Task brief — Copy everything below from the line containing "target: green spiral candle" down to the last line of the items, reproducing each line identically.

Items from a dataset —
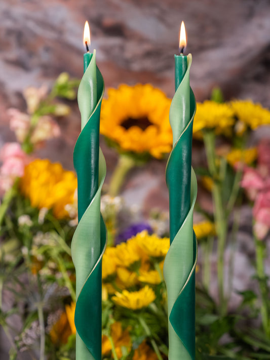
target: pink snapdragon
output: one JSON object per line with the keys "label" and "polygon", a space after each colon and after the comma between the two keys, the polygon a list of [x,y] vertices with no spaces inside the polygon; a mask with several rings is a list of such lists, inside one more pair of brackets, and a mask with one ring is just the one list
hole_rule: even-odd
{"label": "pink snapdragon", "polygon": [[263,140],[258,146],[256,169],[246,167],[241,185],[254,202],[253,227],[257,237],[262,240],[270,230],[270,141]]}
{"label": "pink snapdragon", "polygon": [[21,177],[29,158],[17,142],[7,143],[0,150],[0,193],[9,190],[17,177]]}

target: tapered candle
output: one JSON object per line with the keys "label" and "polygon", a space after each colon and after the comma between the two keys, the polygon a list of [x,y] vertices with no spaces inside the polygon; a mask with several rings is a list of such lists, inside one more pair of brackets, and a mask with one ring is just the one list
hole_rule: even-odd
{"label": "tapered candle", "polygon": [[73,154],[78,182],[79,224],[71,243],[71,255],[76,271],[76,358],[100,360],[101,260],[106,242],[106,230],[100,216],[100,193],[106,165],[99,148],[99,120],[104,82],[96,65],[96,51],[89,52],[87,30],[87,25],[84,74],[78,90],[82,131]]}
{"label": "tapered candle", "polygon": [[189,86],[192,58],[190,54],[183,55],[185,46],[180,41],[180,55],[175,55],[176,92],[170,109],[173,147],[166,168],[171,246],[164,272],[168,293],[169,360],[194,360],[195,357],[197,252],[193,209],[197,181],[191,158],[196,101]]}

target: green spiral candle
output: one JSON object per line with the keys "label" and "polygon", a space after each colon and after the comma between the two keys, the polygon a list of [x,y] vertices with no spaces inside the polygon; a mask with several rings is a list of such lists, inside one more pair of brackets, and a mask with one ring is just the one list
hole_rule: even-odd
{"label": "green spiral candle", "polygon": [[100,193],[106,164],[99,148],[99,122],[104,82],[95,50],[84,58],[78,90],[82,131],[74,149],[78,181],[79,224],[71,243],[76,271],[76,358],[101,358],[101,261],[106,229],[100,215]]}
{"label": "green spiral candle", "polygon": [[164,267],[168,293],[169,359],[194,360],[197,249],[193,210],[197,186],[191,158],[196,102],[189,86],[191,55],[175,56],[175,59],[176,92],[170,109],[173,148],[166,174],[171,246]]}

Result of this task —
target: green spiral candle
output: one JSON object per line with the keys "label" and "polygon", a space after each colon and after the comma between the two keys, the polygon a list of [x,y] vertices with no spaces inside the polygon; a mask with several rings is a list of such lists, inside one more pair of brackets, and a mask with one ring is just the one list
hole_rule: even-odd
{"label": "green spiral candle", "polygon": [[100,193],[106,164],[99,148],[99,122],[104,82],[95,50],[84,58],[78,90],[82,131],[74,149],[78,181],[79,224],[71,243],[76,271],[76,358],[101,358],[101,261],[106,229],[100,215]]}
{"label": "green spiral candle", "polygon": [[164,267],[168,293],[169,359],[194,360],[197,249],[193,210],[197,186],[191,158],[196,102],[189,86],[191,55],[175,56],[175,59],[176,92],[170,109],[173,148],[166,174],[171,246]]}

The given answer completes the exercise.